BEGIN EXERCISE INPUT

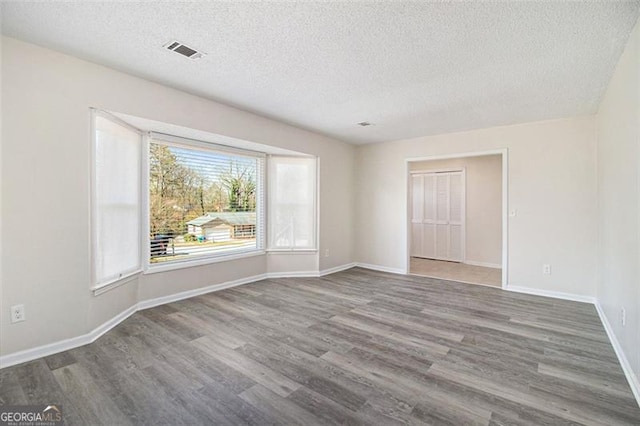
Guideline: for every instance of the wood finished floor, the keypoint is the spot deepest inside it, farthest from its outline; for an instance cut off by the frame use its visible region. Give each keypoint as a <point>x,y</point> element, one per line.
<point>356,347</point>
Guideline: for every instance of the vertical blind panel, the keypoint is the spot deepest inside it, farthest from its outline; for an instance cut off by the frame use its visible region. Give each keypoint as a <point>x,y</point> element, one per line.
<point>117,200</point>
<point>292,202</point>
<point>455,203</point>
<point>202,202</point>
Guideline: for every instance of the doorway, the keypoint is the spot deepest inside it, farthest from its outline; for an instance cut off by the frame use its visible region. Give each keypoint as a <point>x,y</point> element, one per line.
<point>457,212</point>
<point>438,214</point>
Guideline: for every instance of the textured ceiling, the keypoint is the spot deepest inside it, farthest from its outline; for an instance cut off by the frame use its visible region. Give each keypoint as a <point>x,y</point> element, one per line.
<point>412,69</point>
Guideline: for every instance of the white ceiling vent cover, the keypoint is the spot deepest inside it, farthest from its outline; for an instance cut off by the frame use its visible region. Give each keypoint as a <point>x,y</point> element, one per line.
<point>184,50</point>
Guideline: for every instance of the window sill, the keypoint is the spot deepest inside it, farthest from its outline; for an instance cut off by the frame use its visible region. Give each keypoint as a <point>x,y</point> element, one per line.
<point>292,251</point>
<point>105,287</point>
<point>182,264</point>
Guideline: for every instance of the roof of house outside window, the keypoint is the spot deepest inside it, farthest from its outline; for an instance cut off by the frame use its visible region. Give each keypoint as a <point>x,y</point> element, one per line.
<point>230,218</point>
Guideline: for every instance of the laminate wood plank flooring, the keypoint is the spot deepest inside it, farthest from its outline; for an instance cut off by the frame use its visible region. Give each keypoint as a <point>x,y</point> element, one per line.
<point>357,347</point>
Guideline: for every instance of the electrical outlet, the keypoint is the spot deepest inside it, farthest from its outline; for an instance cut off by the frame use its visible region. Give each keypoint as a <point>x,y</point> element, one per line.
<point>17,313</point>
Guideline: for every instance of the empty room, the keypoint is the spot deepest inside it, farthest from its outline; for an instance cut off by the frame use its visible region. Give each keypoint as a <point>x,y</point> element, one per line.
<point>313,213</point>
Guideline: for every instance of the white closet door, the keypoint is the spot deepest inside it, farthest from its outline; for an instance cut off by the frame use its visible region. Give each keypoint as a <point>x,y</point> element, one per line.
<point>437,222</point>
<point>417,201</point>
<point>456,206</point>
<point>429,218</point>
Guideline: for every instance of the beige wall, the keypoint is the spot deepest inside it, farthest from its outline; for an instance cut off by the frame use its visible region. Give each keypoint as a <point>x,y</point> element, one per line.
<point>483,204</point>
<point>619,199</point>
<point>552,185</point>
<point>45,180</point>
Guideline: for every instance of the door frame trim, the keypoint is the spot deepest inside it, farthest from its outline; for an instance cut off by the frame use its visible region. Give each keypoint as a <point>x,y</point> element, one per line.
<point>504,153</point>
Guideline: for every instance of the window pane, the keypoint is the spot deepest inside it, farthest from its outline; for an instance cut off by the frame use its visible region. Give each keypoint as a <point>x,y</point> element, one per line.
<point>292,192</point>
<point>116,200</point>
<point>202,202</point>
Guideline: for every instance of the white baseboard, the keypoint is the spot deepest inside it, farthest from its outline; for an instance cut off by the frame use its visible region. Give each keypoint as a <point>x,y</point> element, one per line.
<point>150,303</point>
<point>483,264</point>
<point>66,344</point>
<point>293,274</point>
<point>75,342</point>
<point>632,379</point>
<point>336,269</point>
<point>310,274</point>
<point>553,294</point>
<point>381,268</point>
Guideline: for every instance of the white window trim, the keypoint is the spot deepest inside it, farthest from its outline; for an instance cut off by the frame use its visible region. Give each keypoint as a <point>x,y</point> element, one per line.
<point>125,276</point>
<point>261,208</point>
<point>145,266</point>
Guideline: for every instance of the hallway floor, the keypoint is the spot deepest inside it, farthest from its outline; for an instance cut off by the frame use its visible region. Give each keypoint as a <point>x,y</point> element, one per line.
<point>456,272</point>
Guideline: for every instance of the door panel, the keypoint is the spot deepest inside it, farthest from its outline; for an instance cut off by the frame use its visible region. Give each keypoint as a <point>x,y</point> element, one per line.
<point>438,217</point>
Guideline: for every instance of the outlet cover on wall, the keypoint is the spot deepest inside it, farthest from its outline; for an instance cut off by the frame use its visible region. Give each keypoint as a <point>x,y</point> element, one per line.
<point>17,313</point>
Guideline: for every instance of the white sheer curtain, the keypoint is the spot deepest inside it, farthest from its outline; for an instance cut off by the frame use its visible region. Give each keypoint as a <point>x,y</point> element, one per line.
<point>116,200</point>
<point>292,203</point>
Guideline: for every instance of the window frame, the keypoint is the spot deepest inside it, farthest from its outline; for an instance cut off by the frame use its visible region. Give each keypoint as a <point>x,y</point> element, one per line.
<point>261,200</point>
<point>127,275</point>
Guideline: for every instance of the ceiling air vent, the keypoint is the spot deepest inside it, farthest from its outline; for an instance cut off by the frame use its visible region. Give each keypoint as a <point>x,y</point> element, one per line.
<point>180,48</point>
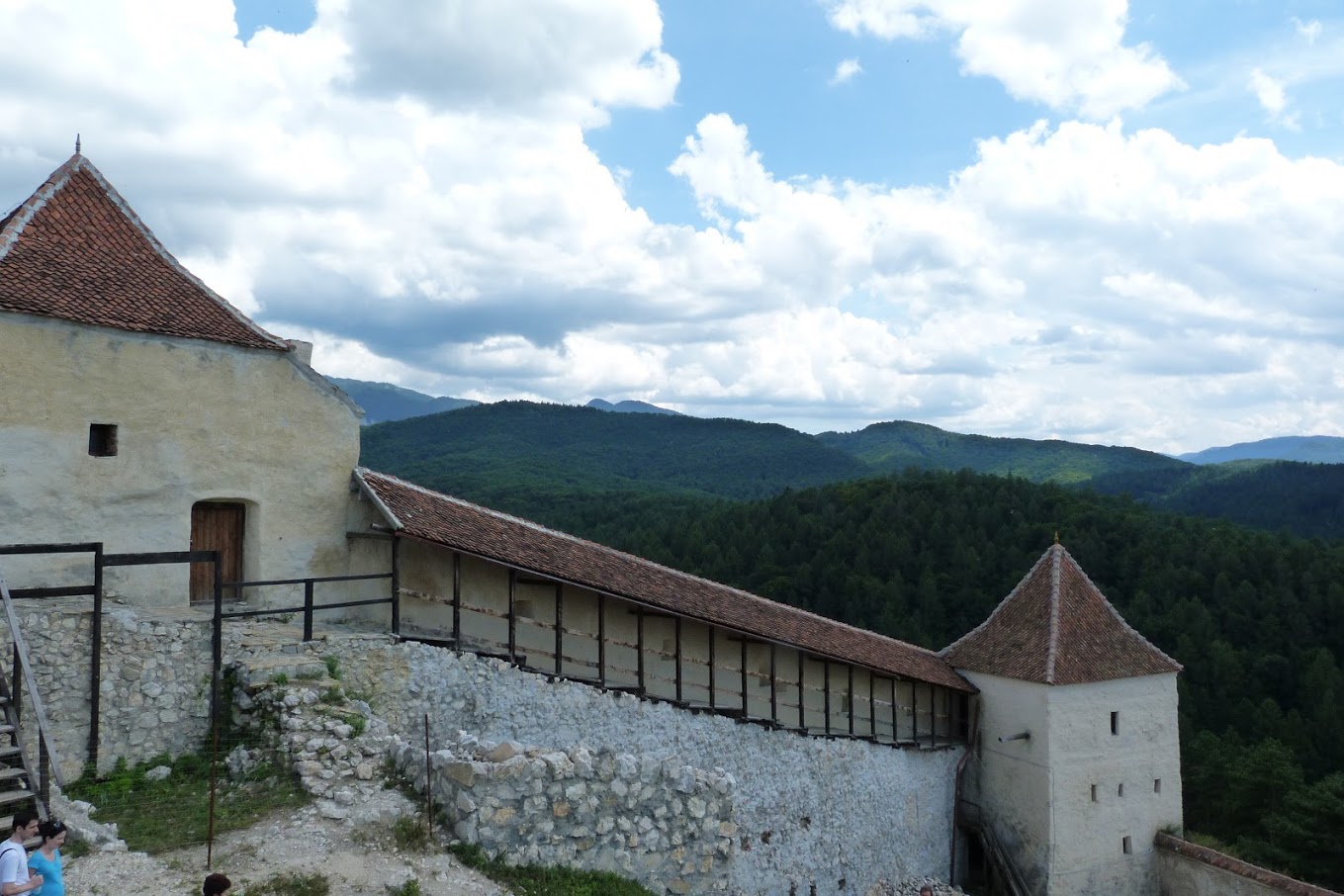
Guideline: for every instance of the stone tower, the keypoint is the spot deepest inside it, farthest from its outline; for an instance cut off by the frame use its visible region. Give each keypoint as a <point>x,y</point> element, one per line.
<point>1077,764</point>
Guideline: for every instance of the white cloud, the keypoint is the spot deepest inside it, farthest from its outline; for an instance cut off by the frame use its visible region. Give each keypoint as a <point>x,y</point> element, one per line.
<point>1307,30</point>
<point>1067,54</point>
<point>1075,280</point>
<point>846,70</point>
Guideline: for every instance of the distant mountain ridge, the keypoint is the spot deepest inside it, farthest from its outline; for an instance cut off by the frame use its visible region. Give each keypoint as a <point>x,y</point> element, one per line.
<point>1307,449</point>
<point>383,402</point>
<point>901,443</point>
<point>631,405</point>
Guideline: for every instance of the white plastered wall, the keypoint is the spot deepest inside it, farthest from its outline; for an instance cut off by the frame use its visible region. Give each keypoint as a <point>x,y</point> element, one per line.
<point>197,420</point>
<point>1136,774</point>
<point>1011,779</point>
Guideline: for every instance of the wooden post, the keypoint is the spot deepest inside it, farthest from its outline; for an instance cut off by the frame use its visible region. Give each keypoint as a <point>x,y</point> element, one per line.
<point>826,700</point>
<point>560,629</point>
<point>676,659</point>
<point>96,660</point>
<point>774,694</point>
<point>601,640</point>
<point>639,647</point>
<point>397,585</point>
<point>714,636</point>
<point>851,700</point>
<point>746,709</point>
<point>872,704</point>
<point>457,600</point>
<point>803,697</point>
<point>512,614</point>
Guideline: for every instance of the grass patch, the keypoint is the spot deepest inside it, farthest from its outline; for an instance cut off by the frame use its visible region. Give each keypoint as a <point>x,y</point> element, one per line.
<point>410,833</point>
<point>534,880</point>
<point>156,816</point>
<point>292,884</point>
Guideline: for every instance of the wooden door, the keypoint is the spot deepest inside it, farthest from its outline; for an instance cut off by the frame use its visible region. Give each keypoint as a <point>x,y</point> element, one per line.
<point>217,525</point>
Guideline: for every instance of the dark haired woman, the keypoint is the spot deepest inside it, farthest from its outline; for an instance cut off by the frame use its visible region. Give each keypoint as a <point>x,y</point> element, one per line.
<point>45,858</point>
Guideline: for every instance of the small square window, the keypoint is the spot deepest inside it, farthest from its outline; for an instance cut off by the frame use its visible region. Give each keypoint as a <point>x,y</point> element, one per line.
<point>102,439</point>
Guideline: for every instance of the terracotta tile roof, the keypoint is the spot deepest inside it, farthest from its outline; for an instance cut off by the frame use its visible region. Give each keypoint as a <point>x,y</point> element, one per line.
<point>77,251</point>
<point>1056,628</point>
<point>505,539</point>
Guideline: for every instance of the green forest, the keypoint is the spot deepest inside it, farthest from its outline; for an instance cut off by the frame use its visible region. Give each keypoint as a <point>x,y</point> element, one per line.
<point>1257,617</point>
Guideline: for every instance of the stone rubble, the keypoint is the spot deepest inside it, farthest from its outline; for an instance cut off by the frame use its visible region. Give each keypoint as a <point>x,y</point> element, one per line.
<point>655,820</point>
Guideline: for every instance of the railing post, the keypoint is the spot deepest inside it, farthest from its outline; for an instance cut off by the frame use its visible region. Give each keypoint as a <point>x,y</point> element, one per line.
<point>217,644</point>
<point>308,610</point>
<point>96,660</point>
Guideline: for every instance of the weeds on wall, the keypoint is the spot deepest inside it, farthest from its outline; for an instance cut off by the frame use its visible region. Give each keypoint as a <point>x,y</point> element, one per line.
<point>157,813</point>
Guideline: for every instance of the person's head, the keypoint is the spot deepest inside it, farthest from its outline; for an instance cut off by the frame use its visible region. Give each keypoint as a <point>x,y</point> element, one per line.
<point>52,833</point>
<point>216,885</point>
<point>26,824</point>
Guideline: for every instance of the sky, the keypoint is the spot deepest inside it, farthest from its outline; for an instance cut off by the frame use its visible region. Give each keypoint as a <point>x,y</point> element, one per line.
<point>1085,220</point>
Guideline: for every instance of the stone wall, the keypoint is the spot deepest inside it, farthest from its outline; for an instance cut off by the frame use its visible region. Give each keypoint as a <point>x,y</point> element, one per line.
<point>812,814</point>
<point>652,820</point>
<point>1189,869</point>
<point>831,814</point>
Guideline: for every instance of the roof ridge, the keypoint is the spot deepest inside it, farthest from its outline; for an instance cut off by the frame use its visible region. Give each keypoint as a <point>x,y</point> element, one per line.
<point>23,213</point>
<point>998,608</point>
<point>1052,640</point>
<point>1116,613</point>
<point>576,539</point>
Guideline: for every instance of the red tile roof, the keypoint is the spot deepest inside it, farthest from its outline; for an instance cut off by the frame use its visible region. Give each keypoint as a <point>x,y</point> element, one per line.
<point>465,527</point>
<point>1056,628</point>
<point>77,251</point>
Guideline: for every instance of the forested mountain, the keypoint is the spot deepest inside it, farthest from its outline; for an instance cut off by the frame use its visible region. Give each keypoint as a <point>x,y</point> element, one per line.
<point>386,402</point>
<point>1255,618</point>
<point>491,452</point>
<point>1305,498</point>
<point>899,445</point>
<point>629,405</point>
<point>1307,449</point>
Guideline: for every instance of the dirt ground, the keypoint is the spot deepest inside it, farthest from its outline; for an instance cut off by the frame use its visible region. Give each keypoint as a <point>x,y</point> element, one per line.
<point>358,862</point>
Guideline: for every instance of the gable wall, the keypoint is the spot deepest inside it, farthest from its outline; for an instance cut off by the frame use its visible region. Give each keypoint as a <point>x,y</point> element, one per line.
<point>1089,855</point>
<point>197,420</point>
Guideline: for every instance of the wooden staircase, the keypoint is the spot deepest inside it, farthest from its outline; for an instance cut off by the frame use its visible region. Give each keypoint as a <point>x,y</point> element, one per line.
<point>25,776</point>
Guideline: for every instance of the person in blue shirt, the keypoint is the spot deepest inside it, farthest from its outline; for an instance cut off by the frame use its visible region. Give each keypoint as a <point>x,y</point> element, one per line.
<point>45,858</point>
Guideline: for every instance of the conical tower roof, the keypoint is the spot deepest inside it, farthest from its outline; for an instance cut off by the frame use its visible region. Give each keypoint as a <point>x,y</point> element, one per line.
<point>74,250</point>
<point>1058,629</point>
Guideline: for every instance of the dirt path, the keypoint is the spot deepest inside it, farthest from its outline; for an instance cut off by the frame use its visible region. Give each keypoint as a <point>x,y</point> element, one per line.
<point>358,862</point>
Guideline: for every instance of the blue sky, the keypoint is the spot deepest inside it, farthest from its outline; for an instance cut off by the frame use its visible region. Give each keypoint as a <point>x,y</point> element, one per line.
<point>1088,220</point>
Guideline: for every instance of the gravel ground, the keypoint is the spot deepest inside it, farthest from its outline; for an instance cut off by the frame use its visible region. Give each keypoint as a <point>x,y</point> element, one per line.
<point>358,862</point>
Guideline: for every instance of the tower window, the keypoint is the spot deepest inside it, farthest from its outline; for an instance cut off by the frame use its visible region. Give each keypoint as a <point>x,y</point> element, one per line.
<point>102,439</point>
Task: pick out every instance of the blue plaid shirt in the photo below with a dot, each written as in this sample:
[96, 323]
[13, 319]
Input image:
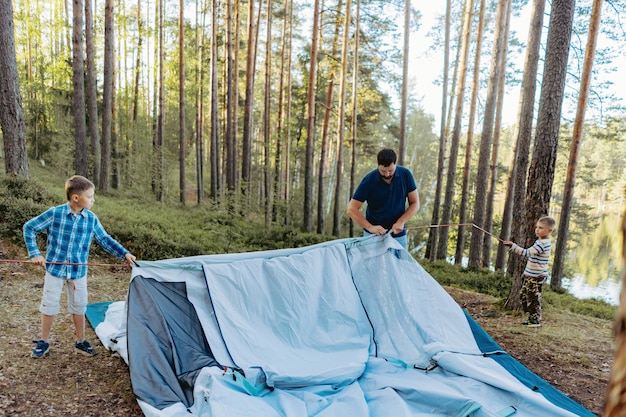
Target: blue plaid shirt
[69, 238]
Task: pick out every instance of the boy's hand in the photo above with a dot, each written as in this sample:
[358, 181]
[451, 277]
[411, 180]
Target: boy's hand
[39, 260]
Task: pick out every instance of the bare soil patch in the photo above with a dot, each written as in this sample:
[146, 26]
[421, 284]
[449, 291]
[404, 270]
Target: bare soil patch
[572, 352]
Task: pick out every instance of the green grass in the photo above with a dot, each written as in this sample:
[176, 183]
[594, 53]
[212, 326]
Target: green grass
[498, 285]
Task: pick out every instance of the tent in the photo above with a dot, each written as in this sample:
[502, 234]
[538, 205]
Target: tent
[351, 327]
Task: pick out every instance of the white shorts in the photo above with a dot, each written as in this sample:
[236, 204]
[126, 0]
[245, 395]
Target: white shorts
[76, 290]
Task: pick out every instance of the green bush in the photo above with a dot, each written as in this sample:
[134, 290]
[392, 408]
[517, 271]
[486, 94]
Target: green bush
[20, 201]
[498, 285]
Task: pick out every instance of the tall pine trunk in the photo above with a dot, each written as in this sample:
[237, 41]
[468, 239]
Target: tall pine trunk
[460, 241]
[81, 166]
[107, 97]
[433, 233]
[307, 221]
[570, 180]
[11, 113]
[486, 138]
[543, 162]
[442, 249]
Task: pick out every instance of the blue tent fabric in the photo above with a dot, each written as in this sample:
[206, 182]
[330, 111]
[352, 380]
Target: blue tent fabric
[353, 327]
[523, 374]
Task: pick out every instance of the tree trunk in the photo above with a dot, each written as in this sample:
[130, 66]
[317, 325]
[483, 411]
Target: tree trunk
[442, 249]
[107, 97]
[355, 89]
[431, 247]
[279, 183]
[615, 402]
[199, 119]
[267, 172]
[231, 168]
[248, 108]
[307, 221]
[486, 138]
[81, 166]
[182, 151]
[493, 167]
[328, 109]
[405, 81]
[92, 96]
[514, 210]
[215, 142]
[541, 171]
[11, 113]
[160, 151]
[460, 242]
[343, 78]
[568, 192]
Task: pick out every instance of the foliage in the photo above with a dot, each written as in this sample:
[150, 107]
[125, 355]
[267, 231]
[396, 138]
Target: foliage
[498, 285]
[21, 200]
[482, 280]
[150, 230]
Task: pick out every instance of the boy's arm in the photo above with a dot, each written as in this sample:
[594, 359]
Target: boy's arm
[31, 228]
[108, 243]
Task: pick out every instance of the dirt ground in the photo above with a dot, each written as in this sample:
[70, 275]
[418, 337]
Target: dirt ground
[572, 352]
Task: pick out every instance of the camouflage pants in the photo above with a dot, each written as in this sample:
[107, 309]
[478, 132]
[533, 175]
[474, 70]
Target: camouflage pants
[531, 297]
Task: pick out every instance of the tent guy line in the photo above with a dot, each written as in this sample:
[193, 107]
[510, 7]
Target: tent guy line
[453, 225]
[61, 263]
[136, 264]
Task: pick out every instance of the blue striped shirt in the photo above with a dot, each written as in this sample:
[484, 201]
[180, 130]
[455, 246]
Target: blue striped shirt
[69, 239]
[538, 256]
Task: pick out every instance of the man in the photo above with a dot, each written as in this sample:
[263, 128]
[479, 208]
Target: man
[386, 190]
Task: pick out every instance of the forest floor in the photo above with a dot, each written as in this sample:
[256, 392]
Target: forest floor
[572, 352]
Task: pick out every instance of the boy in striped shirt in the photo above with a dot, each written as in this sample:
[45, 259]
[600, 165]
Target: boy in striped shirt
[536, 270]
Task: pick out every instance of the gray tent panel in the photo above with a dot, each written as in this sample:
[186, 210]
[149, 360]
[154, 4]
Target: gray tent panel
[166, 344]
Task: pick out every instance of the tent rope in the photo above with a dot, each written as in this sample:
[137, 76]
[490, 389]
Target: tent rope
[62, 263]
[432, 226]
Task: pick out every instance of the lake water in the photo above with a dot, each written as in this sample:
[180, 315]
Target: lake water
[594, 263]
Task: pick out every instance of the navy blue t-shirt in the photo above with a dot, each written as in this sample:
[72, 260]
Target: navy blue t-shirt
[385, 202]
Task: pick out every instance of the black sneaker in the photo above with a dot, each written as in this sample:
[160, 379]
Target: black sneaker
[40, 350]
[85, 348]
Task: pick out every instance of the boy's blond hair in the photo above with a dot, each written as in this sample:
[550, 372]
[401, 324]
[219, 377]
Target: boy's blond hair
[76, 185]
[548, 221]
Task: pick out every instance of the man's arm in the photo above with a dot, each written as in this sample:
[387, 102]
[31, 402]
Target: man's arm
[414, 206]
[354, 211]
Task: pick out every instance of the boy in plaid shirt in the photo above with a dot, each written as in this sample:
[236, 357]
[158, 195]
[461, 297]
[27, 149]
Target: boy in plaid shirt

END EXERCISE INPUT

**DIRECTIONS FOR THIS TASK**
In the listing above, find the line containing "Guideline: for every instance of the dirt path, the" and the line containing "Task: pick out every instance of the white". Print those two lines and every line between them exactly, with no pictures.

**EXERCISE OUTPUT**
Guideline: for every instance of the dirt path, the keypoint is the spot deepest inside it, farthest from its outline; for an instance cut off by the frame use its visible region. Give each keypoint as a <point>x,y</point> element, one per line.
<point>358,862</point>
Guideline: for every instance of the blue sky, the keypoint is the spot deepest inside it, farthest from its outline; for an instance cut off by the frame use its visible region. Give each keypoint as a <point>x,y</point> element, one per line.
<point>1088,220</point>
Guideline: for every instance of the gravel ground, the keypoint is the spot deepest inside it, farthest from its outline; for an instance cut off by the frame use its visible region. Give each keypoint as a <point>x,y</point> element, one per line.
<point>358,862</point>
Guideline: for every instance of the tower window, the keypoint is the spot deepest inside it, farthest from its outline; for an instance cut off by the frame use its visible region. Give each keypoint as a <point>x,y</point> element, one per line.
<point>102,439</point>
Task: pick out every instance of the blue plaid shirt in the photo below with a dot, each written as in this sample:
[96, 323]
[13, 319]
Input image:
Target: blue plaid shirt
[69, 238]
Task: pick out every instance of the boy's hand in the photo above with a dot, each written as in this sample:
[358, 181]
[451, 277]
[411, 180]
Target: boy's hand
[39, 260]
Task: pick out every instance of the bare soil patch in the photo above with a dot, each written as in this sample:
[146, 26]
[421, 284]
[449, 291]
[404, 270]
Target: bare soil patch
[572, 352]
Task: pick out every instance of the green grass in the photo above with a dot, each written as in this sample:
[176, 183]
[594, 53]
[212, 326]
Target: green grass
[498, 285]
Task: pick out every instance of the tent in the photo above with a dot, each written as in this sample:
[502, 234]
[538, 205]
Target: tent
[351, 327]
Task: pick out every instance of the white shorts in the photo above with a dot, each written as in this sample:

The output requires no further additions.